ARTICLE AD
Fall 2024 was irrefutably the season for Dan Da Dan fans. Not only was the Science Saru anime wowing folks every Thursday, its ongoing manga was showing out every Tuesday, giving fans of both reasons to wake up in the morning with a pep in their step at the beginning and end of their week.
Seeing as we’re still a way out from the anime’s second season and the manga is currently on hiatus, we decided to follow up on our interview with the anime’s director by chatting with Dandadan (the manga is spelled without spaces, unlike the show title’s stylization) manga translator Kumar Sivasubramanian to learn how its literary sausage is made for English-speaking sensibilities.
Isaiah Colbert, io9: In the manga translation industry, do translators have to audition or pitch themselves for series like Dandadan, or do publishers arbitrarily assign series to translators they work with?
Sivasubramanian: In my case, series have always been assigned to me by editors. I wouldn’t say it’s completely “arbitrary” though. If you have a past working relationship with that editor/publisher, then they might have an idea of your strengths or weaknesses, or even what kind of material you like to translate, and assign jobs accordingly. Also, I’m a freelancer, so they’re more “offers” than “assignments.” If I was offered, say, a baseball manga, I would probably say no, because I know nothing about baseball.

▶ [STORED ROWS]
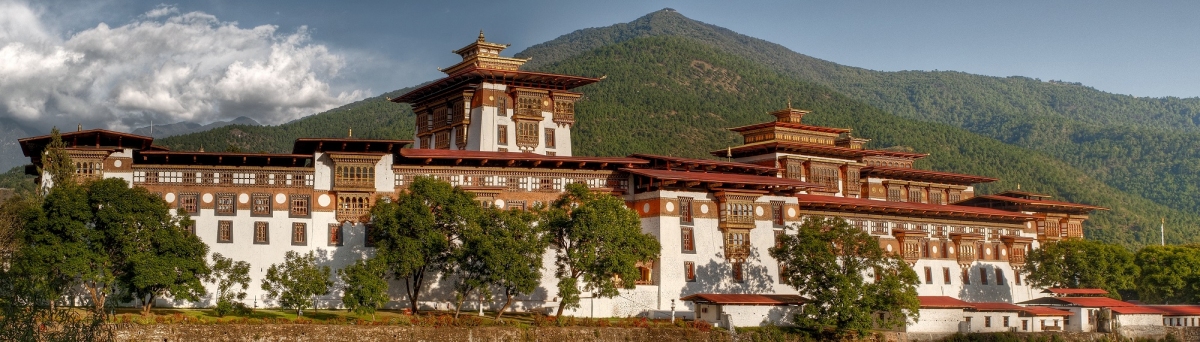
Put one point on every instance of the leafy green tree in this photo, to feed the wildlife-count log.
(232, 280)
(295, 282)
(366, 288)
(151, 253)
(419, 234)
(828, 261)
(1078, 263)
(507, 253)
(1169, 274)
(599, 241)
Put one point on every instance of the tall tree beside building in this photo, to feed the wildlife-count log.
(847, 277)
(366, 288)
(599, 243)
(232, 280)
(297, 281)
(418, 234)
(1078, 263)
(507, 253)
(1169, 274)
(150, 251)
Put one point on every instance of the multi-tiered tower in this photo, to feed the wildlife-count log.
(486, 103)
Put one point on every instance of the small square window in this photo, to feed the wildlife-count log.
(300, 205)
(299, 234)
(335, 234)
(261, 204)
(225, 232)
(262, 234)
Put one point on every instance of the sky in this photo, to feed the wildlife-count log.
(121, 64)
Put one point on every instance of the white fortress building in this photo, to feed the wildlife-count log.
(505, 136)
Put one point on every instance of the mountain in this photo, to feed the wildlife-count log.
(162, 131)
(1141, 145)
(676, 84)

▶ [WHAT YOU WILL DO]
a – According to the Dandadan interview, on which day of the week did the manga appear in fall 2024?
b – Quote the Dandadan interview word for word, beginning at "Seeing as we’re" and stopping after "for English-speaking sensibilities.".
The rows have nothing to do with the Dandadan interview.

▶ [ANSWERS TO THE PROBLEMS]
a – Tuesday.

b –
Seeing as we’re still a way out from the anime’s second season and the manga is currently on hiatus, we decided to follow up on our interview with the anime’s director by chatting with Dandadan (the manga is spelled without spaces, unlike the show title’s stylization) manga translator Kumar Sivasubramanian to learn how its literary sausage is made for English-speaking sensibilities.